--- begin GIVEN PASSAGE ---

Tuesday, April 01, 2008

Father Brown




I am a sucker for lists. Whenever someone puts out a top 100 anything I always make it a try to listen to, read, or watch everything that is one the list. Admittedly I tend to skip the ones I already know or just have no interest with. When I came upon the Top 50 Crime Writers To Read Before You Die I was pretty intrigued. I am a total mystery fan. The first novel I read on my own was Agatha Christie's "And Then There Were None" and have been hooked ever since. I have to admit I was suprised to see the first writer listed was G.K. Chesterton. Not so much for his talent or genious, he was an Inkling after all, but for the fact he is very overtly religious in his writing. He doesn't mince words nor try to hide below ground his ethic. In fact, it wouldn't suprise me if his most well known character, Father Brown, weren't his alter ego like Kilgore Trout is to Kurt Vonnegut. Very often this kindly priest uses faith, wisdom, and an uncanny understanding of the fallen nature of man to solve his crimes. Many times within a few minutes of the crime being committed, but for the sake of narrative they allow the search for the criminal continue. Primarily Chesterton wrote short stories so you won't even begin to get a good idea as to who this character is until after reading several stories. They are written more like a person telling annecdotes of an old friend which at times I found tiresome. I also notice how much like many crime writers they tend to cheat by not revealing information until the end that you'd have no way of ever knowing. Other times he followed a typical formula that made easy for me to figure out who did it. I am curious to read more of his stories to get a bigger picture not only of the little priest and Chesterton as well. A man of wit and intelligience that influenced C.S. Lewis. Also, I noticed that the priest never actually does any real work. He's always on vacation or travelling somewhere.

--- end GIVEN PASSAGE ---
--- begin PROVIDED MATERIAL ---

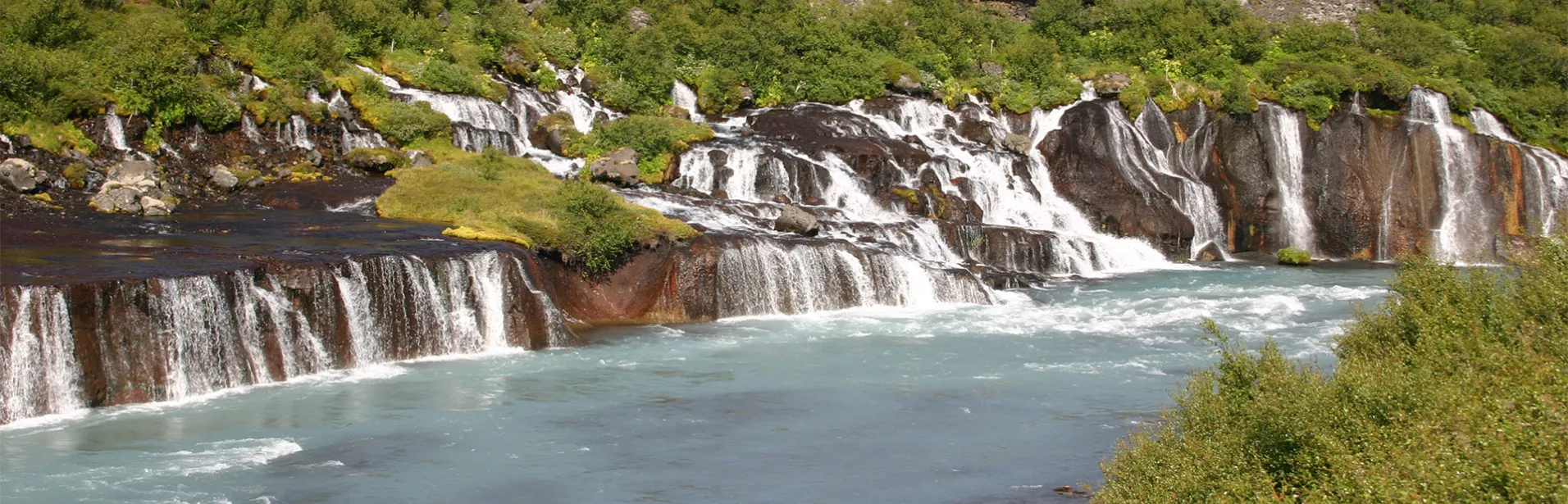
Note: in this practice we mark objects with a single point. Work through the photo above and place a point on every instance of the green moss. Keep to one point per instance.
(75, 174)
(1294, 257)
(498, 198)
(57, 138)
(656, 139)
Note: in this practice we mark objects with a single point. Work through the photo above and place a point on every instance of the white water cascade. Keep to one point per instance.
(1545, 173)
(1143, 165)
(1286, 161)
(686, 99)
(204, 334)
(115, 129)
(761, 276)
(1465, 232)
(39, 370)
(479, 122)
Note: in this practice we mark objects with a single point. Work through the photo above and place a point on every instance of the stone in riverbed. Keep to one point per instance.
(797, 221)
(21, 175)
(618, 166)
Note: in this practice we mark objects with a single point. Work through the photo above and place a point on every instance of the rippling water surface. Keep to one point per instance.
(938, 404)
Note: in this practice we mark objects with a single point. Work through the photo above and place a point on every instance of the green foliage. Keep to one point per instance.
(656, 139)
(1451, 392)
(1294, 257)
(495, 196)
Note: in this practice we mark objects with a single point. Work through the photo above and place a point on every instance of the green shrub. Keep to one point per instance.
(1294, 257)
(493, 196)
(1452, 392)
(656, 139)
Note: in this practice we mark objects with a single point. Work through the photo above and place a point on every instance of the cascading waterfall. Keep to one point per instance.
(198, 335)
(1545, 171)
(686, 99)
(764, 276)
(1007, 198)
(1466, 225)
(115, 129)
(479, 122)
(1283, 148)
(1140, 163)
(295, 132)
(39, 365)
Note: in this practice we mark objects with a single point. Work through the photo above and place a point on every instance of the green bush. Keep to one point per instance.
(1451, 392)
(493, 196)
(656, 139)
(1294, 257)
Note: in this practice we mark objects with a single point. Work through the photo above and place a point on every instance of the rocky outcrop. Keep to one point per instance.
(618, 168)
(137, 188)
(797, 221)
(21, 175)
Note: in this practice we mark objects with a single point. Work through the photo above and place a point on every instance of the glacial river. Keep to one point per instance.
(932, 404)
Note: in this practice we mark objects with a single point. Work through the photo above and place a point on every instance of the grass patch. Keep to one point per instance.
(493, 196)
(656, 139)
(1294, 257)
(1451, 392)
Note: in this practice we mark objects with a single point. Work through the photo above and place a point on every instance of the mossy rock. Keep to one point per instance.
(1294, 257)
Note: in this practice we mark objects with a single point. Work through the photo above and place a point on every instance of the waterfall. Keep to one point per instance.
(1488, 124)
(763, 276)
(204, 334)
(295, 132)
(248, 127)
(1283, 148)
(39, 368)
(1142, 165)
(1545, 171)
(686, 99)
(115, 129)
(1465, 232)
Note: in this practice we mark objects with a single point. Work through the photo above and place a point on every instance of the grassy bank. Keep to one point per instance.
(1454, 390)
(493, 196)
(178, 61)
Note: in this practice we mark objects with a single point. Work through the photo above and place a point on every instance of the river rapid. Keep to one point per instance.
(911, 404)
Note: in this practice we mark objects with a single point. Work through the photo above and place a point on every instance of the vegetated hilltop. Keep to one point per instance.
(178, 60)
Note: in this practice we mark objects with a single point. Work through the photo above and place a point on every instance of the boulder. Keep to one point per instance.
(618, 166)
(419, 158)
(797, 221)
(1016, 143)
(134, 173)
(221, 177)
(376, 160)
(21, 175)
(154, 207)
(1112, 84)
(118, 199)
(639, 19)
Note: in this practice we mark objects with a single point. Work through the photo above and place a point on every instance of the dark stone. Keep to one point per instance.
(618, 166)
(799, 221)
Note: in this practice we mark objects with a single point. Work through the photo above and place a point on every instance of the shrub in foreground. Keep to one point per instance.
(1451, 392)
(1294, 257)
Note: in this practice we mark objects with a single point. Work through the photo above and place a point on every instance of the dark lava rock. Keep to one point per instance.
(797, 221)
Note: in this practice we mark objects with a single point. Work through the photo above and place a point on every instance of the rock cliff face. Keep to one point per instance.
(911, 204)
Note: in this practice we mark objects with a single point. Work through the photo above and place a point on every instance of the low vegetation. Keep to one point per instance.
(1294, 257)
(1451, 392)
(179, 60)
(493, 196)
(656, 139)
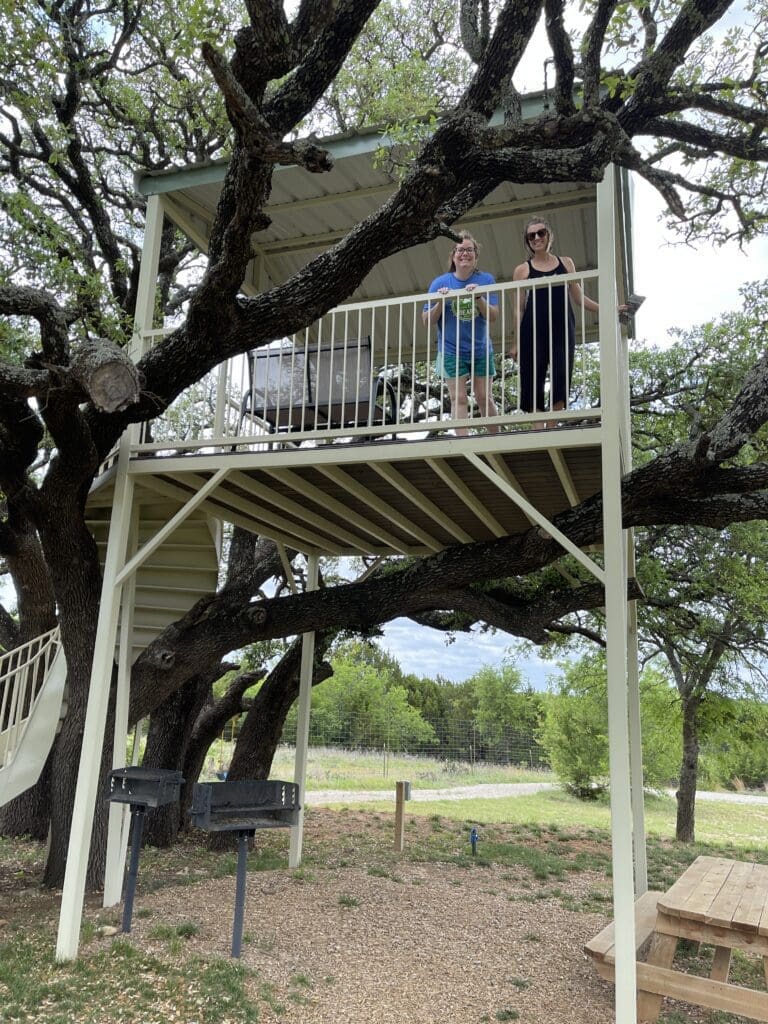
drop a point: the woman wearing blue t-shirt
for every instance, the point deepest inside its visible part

--- end PROVIDED MATERIAL ---
--- begin PROVIDED MATERIAL ---

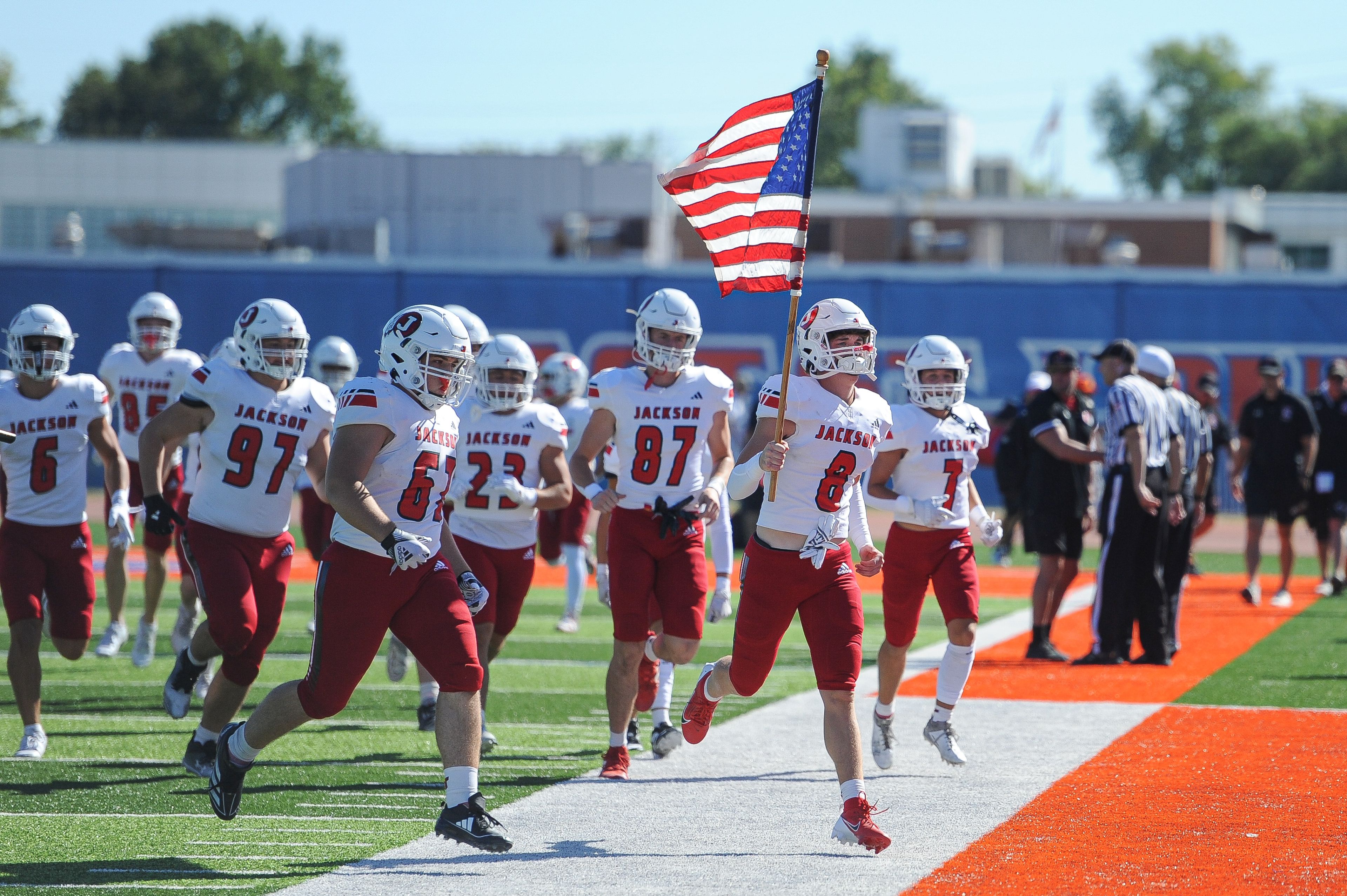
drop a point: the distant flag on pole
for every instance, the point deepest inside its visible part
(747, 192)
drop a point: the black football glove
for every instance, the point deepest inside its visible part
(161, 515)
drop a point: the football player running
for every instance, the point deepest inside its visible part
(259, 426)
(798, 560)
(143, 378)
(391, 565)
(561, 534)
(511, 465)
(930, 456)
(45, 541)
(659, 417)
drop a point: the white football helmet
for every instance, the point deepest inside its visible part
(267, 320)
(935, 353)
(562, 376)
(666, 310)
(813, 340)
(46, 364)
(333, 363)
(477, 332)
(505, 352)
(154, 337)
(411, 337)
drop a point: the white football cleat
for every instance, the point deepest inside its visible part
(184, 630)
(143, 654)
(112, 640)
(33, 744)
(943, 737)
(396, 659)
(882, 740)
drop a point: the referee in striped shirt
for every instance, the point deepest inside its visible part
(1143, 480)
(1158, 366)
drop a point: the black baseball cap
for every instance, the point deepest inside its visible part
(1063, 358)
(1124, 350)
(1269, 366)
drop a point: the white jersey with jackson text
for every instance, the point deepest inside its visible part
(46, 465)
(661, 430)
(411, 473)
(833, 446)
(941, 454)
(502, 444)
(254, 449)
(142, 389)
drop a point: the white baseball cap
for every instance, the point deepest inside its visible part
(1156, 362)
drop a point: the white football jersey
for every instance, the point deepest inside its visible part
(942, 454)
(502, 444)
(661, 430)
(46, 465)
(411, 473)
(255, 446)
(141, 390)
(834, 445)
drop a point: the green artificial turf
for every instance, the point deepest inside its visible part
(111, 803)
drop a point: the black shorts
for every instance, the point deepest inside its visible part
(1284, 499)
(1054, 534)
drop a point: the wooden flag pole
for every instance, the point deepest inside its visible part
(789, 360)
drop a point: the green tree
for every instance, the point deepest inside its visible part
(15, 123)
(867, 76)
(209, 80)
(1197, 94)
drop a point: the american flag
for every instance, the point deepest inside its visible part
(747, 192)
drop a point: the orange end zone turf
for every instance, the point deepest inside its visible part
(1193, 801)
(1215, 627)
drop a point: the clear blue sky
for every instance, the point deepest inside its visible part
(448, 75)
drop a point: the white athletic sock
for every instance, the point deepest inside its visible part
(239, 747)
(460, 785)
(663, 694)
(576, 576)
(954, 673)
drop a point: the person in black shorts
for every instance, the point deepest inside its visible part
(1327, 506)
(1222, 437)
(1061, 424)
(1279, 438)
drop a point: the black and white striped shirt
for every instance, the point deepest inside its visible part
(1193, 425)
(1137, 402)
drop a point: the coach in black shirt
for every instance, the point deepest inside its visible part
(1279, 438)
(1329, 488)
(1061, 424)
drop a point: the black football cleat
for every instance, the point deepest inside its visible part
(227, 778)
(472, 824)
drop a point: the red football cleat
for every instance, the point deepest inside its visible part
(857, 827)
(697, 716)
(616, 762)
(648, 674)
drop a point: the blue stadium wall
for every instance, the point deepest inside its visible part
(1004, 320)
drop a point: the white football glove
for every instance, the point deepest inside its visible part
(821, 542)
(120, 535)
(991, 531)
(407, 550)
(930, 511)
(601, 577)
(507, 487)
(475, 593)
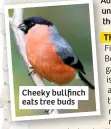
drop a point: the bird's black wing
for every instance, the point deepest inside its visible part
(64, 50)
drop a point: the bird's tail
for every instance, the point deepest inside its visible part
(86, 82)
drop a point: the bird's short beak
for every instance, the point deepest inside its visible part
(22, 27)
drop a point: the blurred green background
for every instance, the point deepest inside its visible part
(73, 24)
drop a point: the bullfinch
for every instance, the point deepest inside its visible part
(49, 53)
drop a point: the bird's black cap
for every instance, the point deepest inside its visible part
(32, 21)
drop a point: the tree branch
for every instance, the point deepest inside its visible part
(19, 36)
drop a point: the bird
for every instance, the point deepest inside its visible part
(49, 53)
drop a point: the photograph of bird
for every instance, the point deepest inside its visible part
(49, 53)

--- end PROVIDED MATERIAL ---
--- begin PROVIDED MATERIAL ---

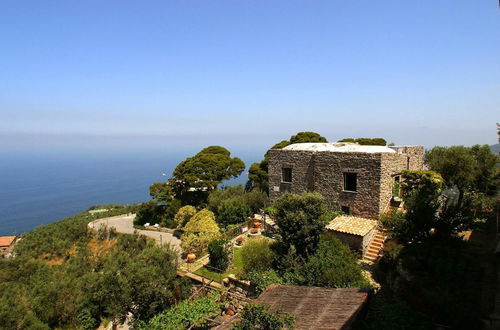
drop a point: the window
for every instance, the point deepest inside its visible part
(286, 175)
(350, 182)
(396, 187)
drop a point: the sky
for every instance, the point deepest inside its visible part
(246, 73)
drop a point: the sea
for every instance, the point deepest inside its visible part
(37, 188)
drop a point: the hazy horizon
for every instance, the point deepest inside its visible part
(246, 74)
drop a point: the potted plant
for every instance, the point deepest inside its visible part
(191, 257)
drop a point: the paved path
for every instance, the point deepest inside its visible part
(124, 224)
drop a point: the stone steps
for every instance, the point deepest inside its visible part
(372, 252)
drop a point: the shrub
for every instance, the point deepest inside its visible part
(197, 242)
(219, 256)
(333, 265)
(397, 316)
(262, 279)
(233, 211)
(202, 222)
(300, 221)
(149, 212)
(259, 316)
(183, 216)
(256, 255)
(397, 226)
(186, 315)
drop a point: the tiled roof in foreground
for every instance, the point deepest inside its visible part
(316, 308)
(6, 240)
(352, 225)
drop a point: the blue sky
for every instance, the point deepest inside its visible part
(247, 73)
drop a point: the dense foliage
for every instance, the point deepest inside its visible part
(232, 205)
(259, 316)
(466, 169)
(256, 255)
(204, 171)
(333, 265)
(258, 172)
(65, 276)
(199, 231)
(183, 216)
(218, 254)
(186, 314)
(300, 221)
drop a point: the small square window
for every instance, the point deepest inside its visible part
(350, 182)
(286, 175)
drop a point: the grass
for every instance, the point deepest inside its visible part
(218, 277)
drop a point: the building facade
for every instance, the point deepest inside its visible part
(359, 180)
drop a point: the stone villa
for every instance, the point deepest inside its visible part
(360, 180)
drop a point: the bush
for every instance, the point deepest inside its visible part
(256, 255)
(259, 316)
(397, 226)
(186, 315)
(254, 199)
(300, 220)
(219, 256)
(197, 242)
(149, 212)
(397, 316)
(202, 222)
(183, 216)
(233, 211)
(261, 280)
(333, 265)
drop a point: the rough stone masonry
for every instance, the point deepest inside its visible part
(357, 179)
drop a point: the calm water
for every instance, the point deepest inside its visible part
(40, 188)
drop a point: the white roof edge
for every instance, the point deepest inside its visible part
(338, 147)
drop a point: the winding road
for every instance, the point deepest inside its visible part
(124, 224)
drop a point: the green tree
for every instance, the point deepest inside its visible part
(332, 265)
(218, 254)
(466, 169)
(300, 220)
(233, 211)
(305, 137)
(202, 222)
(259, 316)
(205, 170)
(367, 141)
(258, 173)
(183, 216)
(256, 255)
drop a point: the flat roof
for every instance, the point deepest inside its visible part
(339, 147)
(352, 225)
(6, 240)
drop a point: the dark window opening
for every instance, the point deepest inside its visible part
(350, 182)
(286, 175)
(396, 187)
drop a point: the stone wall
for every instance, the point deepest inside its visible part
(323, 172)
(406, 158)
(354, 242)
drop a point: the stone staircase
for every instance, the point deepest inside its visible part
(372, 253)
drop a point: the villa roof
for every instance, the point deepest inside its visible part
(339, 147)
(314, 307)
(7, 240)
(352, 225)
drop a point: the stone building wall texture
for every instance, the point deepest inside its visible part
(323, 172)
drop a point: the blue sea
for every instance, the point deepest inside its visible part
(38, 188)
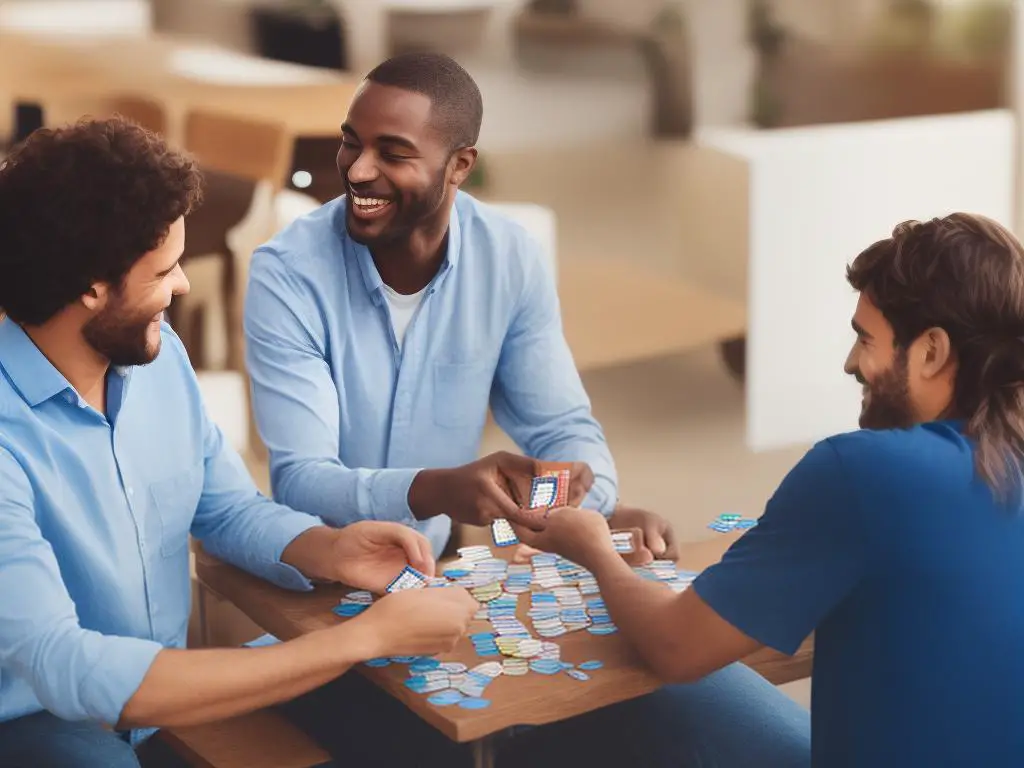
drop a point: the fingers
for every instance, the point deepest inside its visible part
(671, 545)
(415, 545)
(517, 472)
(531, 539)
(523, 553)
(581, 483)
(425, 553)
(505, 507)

--- end PROVIDED MATERIAL ---

* [GOAL OF THE EXERCISE] Copy the entire passage about Father Brown above, word for word.

* [FINAL RESULT]
Tuesday, April 01, 2008

Father Brown




I am a sucker for lists. Whenever someone puts out a top 100 anything I always make it a try to listen to, read, or watch everything that is one the list. Admittedly I tend to skip the ones I already know or just have no interest with. When I came upon the Top 50 Crime Writers To Read Before You Die I was pretty intrigued. I am a total mystery fan. The first novel I read on my own was Agatha Christie's "And Then There Were None" and have been hooked ever since. I have to admit I was suprised to see the first writer listed was G.K. Chesterton. Not so much for his talent or genious, he was an Inkling after all, but for the fact he is very overtly religious in his writing. He doesn't mince words nor try to hide below ground his ethic. In fact, it wouldn't suprise me if his most well known character, Father Brown, weren't his alter ego like Kilgore Trout is to Kurt Vonnegut. Very often this kindly priest uses faith, wisdom, and an uncanny understanding of the fallen nature of man to solve his crimes. Many times within a few minutes of the crime being committed, but for the sake of narrative they allow the search for the criminal continue. Primarily Chesterton wrote short stories so you won't even begin to get a good idea as to who this character is until after reading several stories. They are written more like a person telling annecdotes of an old friend which at times I found tiresome. I also notice how much like many crime writers they tend to cheat by not revealing information until the end that you'd have no way of ever knowing. Other times he followed a typical formula that made easy for me to figure out who did it. I am curious to read more of his stories to get a bigger picture not only of the little priest and Chesterton as well. A man of wit and intelligience that influenced C.S. Lewis. Also, I noticed that the priest never actually does any real work. He's always on vacation or travelling somewhere.